▶ [WRITTEN REQUEST 1]
Extract every line of the listing below that contains the word "black".

▶ [SUPPLIED TEXT]
==*==
Contract in the shariah is defined as the connection between an offer initiated by the party of the first part and an acceptance which comes as a reply from the party of the second part in a way that their legal effect reflect upon the subject matter. This in essence means that no contract can be established except when there’s an offer and acceptance, the contracting parties and the subject matter.
The Muslim jurists agreed unanimously on this factor or element as the basis of every contract. Nevertheless we controverted on whether all of this factor or elements are essential for the creation of every contract or not. The Hanafi jurist had asserted that the essential element of a valid contract are only the offer and acceptance. According to them, the 2 contracting parties and the subject matter are merely requirements of offer and acceptance. Their argument is that the existence of an offer and acceptance warrants the existence of the necessitating factor and the necessary element which is consisted in the 2 contracting factors. Again, he maintained that when an offer and an acceptance are found to exist, they necessitate the existence of an object upon which their togetherness will reflect. They therefore concluded that the essential element of a contract are but the offer and acceptance. Other elements are the necessities of them. The majority of the Islamic schools of thought consisting of Maliki, Shafi and Hambali have disagreed with the Hanafi school of thought and agreed that all the four elements that is to say offer, acceptance, 2 contracting party and subject matter are essential and fundamental for the constitution of a contract under the shariah. They gave the example of the contract of sale and said that the vender and the purchaser, they are expressions the goods and the price constitute essential element of the contact of sale of goods. According to them, any element which if it is missed out of the contract and renders the contract incomplete is an essential element to the contract, therefore they did not differentiate between elements which are parts and parcel of the agreement and other elements which are strictly attached to the agreement but not part of it ab initio. Like the subject matter and the 2 contracting parties.
Al-Ijab is the declaration of the party of the first part while Al-Qubul is the response of the party of the second part. For example, if a person says, I hereby sell you my book for N1000 and another person replies, I accept – the first statement is the offer, while the reply is the acceptance. With these 2statements, a contract has been formed and eventually it has attained an outward existence by the connection between the offer and the acceptance. Nevertheless, there are certain conditions which the connection between the offer and the acceptance need to fulfil before a legal consideration can be accorded to the contract. The legal consequences will make the contract have a legal effect as a valid contract. The following are the conditions:
In the meeting place of the contract, the coincidence of the party’s intention through the connection of an offer and acceptance is a matter of consensus among the Muslim jurists. However, they had controverted on the immediacy of this connection. In the Shafi School of law, the declaration of acceptance must be immediately after an offer has been given or made. According to them, a declared offer is vanished or disappeared after its declaration and acceptance made after it do not coincide with it despite offer. Thus, a contract is not constituted, according to them, it is therefore considered as a necessity to retain the offer in law even though it doesn’t remain in fact. The essence of necessity in this regard implies immediacy. For this reason, it become necessary to declare the acceptance immediately the offer is made.
==*==
▶ [WRITTEN REQUEST 2]
State whether each of the following statements agrees with the passage on contracts in the shariah above, answering yes or no and quoting the deciding words of the passage: (a) The Hanafi jurists held that only the offer and acceptance are essential elements of a valid contract; (b) the Shafi school permits acceptance to be declared at any time after the offer; (c) the Maliki, Shafi and Hambali schools agreed with the Hanafi school on the essential elements of a contract.

[Data extracted from a collection]
==*==
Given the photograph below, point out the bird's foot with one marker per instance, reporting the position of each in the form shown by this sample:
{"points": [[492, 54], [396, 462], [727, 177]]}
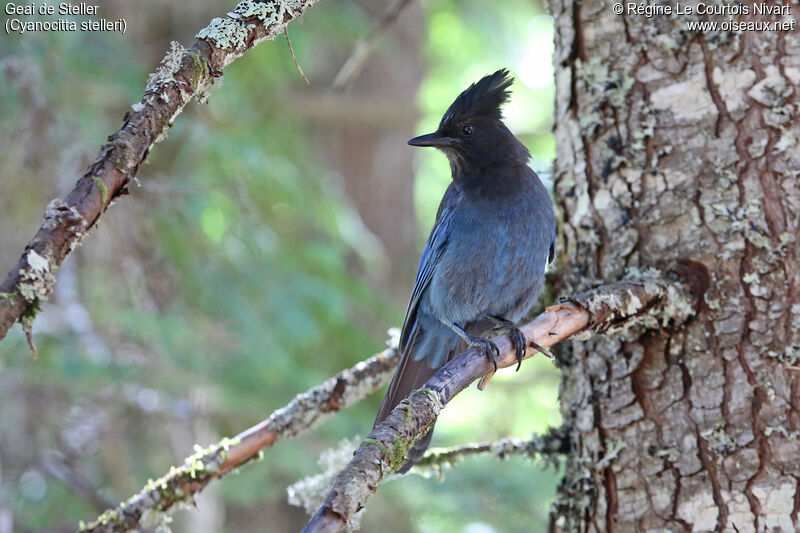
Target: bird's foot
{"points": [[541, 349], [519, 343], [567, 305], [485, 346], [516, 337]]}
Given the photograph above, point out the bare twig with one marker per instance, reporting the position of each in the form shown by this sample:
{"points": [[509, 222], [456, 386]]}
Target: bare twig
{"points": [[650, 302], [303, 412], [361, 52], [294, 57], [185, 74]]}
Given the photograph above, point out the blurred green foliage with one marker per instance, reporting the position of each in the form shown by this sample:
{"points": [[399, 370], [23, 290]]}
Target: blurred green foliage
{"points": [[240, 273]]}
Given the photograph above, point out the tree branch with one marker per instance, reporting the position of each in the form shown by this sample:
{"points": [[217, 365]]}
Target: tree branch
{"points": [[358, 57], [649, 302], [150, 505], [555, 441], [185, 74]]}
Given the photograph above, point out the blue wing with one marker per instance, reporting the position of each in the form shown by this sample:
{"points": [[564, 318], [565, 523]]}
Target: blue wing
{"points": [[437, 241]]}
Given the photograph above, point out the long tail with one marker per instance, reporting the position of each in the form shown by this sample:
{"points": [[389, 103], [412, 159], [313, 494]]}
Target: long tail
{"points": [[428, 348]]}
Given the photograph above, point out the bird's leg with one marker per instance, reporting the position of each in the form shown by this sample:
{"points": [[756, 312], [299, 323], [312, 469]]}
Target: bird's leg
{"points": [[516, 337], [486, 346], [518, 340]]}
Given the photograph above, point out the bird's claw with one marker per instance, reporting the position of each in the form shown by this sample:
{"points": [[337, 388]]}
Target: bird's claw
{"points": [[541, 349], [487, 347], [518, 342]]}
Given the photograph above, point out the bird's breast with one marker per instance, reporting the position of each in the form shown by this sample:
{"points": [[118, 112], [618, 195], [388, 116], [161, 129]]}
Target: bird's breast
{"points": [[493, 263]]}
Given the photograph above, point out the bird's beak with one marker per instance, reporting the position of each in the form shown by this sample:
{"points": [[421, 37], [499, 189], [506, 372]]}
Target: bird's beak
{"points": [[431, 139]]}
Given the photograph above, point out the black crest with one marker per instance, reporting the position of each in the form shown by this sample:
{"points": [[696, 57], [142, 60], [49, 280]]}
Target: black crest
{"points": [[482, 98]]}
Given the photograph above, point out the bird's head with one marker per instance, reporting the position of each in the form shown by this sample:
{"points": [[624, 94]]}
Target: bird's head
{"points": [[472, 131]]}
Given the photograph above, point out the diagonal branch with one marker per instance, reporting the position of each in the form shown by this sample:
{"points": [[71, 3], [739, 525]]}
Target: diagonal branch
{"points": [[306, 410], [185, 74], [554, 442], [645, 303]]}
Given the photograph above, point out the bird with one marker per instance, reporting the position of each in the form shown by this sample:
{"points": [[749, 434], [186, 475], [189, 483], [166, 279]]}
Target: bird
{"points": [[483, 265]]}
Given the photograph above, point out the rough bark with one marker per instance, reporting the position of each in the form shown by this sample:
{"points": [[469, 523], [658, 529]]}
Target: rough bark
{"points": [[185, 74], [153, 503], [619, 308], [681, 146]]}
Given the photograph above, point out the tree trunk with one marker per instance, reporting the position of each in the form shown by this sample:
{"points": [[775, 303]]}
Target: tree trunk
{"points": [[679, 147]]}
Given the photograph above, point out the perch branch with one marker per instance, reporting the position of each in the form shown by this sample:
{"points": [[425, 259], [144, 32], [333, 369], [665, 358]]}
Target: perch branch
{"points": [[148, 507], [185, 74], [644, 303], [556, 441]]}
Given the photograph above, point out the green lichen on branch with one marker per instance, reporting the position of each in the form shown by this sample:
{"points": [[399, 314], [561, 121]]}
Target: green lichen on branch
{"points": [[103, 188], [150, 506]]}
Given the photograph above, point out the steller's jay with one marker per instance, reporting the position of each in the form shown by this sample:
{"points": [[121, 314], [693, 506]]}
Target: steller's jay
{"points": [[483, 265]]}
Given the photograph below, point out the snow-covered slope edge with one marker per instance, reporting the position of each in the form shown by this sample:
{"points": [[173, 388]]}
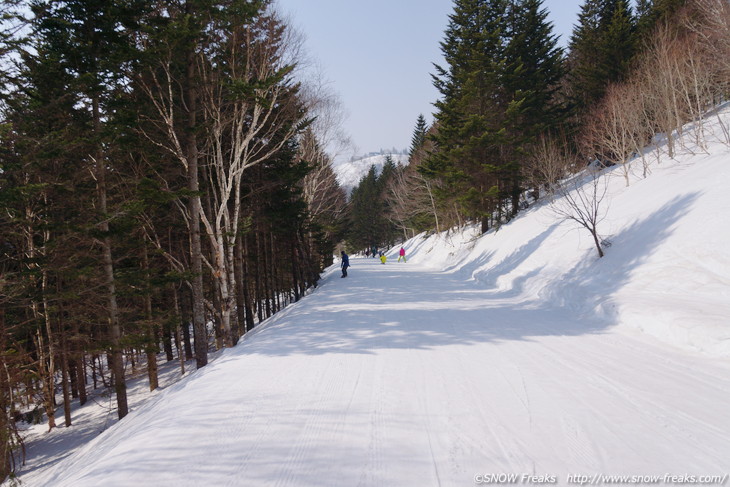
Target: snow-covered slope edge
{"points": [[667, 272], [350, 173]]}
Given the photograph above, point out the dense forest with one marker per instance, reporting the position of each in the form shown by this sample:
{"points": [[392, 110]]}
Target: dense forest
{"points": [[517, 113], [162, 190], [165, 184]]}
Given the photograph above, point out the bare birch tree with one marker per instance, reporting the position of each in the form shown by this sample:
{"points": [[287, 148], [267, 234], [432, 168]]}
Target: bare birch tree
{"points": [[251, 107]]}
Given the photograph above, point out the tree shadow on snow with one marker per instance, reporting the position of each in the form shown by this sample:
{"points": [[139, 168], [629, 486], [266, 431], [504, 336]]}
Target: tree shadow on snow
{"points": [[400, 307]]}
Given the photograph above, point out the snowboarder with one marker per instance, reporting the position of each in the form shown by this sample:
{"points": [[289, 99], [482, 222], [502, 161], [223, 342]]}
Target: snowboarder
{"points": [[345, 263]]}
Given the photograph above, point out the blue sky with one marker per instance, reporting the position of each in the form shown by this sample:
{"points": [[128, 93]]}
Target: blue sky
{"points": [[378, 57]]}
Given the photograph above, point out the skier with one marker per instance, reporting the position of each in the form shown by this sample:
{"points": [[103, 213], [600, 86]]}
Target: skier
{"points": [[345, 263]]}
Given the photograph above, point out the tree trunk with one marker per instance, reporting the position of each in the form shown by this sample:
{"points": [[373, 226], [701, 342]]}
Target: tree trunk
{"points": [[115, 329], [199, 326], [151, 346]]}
==*==
▶ [FULL RESPONSE 1]
Given the photograph above, point out the black crest with one marker per instance, reporting the position of each in the form shown by this sample:
Target: black crest

▶ [FULL RESPONSE 2]
(a) Yes: "The Hanafi jurist had asserted that the essential element of a valid contract are only the offer and acceptance."
(b) No: "In the Shafi School of law, the declaration of acceptance must be immediately after an offer has been given or made."
(c) No: "The majority of the Islamic schools of thought consisting of Maliki, Shafi and Hambali have disagreed with the Hanafi school of thought"